## Extracted text
=== Begin Enclosure ===
Sprouting also neutralizes anti-nutrients like phytic acid, which binds up minerals preventing the body’s ability to fully absorb them. After I sprout my grains I like to dehydrate them in order to make flour. I can use the flour to make raw cookies or bake delicious recipes. If you don’t want to take time to sprout grains at home, you can always buy them at the store or online. As long as you are using raw grains–meaning grains that have not been processed, heat-treated, or roasted–you can sprout them! From corn, spelt, rye, buckwheat, barley, oats, rice, you can sprout grains of any kind.
Tasty Ways to Include Sprouted Grains into Your Meals
There are many uses for sprouted grains. Add sprouted grains to salads, grind them into flour for baked goods, or dehydrate them to make raw bread or bars. Most commonly, sprouted grains are added to green salads, or tossed with the dressing and other goodies to make grain salads. If you have a flour grinder (or a really awesome blender like Vitamix), you can grind your own flour for baked goods. It takes about 3 days from start to finish, including soak time, for my grains to sprout, and depends on the temperature of your house.
=== End Enclosure ===
## Supplied entries
=== Begin Enclosure ===
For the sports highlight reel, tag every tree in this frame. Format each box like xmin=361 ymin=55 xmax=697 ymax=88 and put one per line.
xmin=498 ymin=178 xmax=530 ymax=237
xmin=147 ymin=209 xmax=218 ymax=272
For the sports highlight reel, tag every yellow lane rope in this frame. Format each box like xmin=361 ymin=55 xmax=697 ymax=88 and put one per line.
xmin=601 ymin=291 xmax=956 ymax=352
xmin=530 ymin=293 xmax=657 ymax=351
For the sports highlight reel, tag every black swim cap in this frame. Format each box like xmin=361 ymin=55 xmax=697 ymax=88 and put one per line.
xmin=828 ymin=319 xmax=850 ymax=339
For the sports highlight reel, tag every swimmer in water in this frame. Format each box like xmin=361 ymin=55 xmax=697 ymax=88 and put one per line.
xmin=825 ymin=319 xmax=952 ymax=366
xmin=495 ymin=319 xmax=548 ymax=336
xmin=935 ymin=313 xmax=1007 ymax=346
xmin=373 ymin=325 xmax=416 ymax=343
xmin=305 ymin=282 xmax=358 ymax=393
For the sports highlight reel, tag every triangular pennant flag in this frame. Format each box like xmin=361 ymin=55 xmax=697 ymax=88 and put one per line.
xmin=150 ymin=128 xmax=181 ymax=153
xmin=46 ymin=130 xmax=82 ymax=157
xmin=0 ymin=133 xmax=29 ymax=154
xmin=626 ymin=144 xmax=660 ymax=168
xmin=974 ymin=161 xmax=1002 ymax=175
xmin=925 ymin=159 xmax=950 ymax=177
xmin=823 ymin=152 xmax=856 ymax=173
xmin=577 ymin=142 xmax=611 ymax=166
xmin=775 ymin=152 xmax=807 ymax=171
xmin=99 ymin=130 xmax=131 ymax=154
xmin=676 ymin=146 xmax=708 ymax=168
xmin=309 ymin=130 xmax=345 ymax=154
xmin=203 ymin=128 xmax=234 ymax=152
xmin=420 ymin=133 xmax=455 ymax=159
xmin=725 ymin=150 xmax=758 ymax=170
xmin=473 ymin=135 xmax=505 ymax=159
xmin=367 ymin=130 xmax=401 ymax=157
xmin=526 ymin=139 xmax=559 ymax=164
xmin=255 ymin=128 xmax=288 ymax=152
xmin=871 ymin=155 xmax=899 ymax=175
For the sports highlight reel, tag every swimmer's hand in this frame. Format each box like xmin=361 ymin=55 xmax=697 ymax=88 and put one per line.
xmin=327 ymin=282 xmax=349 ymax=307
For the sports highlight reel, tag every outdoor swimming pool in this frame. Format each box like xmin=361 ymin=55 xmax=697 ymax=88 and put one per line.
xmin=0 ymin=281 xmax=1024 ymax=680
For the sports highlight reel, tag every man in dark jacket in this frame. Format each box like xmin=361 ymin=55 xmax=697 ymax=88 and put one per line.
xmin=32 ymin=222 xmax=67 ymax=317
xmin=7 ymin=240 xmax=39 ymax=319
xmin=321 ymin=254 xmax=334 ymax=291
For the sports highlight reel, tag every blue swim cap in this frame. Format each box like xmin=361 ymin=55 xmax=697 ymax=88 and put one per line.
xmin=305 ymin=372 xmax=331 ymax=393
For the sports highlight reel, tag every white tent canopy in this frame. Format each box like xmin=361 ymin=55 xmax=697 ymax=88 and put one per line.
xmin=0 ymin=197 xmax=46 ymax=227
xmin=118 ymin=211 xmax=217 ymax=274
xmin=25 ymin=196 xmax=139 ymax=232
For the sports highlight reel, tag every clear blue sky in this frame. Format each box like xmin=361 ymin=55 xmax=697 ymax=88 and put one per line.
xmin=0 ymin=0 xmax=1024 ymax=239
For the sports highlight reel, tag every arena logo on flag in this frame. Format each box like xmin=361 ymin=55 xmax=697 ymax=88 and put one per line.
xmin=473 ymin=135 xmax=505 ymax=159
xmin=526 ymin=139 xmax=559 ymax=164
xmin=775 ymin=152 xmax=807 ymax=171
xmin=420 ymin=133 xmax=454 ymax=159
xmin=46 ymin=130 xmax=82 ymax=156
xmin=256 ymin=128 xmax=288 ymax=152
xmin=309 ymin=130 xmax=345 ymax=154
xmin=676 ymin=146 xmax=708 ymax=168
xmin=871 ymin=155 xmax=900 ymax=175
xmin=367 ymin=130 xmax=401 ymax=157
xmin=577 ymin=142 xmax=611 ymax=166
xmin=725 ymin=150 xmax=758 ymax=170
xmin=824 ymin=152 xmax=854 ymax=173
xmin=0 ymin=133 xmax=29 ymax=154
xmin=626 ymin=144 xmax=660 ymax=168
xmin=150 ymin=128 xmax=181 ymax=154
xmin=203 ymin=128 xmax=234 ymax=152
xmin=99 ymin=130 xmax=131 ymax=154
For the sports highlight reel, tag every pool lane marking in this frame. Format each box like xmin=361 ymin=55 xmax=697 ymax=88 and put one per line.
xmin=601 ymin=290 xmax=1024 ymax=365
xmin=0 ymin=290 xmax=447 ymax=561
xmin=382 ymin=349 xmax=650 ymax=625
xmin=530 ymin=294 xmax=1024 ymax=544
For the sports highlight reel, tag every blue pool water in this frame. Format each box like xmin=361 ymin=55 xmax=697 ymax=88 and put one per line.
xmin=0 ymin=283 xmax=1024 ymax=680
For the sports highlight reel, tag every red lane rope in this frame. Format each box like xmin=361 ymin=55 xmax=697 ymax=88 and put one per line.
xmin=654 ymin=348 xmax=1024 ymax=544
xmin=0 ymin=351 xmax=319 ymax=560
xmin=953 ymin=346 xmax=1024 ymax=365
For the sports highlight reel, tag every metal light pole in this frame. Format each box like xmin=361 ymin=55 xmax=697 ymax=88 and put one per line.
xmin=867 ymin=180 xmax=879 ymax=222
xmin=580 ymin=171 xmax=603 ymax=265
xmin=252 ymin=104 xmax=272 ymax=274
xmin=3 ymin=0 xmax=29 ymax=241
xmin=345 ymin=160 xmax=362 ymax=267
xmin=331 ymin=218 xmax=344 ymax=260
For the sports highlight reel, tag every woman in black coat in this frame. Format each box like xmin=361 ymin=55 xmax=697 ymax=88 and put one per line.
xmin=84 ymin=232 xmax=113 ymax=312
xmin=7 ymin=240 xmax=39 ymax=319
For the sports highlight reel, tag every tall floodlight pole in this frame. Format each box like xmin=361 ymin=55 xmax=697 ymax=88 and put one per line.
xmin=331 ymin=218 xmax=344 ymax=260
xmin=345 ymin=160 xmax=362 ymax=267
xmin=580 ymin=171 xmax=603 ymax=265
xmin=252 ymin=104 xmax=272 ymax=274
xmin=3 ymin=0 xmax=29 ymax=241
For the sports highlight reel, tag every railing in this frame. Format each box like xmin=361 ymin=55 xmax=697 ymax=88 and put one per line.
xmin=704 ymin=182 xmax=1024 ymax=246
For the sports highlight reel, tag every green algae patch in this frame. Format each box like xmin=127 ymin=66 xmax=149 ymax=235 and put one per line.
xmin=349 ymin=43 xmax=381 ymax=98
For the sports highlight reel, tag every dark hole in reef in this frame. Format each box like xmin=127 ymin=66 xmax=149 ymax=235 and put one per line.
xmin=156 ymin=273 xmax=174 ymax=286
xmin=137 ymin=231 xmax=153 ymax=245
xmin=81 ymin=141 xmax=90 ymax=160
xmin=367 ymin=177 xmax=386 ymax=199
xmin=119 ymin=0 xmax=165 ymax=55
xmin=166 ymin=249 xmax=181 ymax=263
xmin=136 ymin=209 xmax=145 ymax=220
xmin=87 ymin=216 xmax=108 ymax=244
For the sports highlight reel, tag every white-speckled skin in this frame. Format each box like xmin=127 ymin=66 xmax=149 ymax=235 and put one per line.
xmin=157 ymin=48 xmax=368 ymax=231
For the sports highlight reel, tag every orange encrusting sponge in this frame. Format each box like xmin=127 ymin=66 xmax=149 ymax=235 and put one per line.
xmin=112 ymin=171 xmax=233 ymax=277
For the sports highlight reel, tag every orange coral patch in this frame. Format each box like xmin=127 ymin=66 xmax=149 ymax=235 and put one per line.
=== End Enclosure ===
## Problem to solve
From the passage on sprouted grains, copy out the words from "Tasty Ways to" up to and including "of your house.".

## Solved exercise
Tasty Ways to Include Sprouted Grains into Your Meals
There are many uses for sprouted grains. Add sprouted grains to salads, grind them into flour for baked goods, or dehydrate them to make raw bread or bars. Most commonly, sprouted grains are added to green salads, or tossed with the dressing and other goodies to make grain salads. If you have a flour grinder (or a really awesome blender like Vitamix), you can grind your own flour for baked goods. It takes about 3 days from start to finish, including soak time, for my grains to sprout, and depends on the temperature of your house.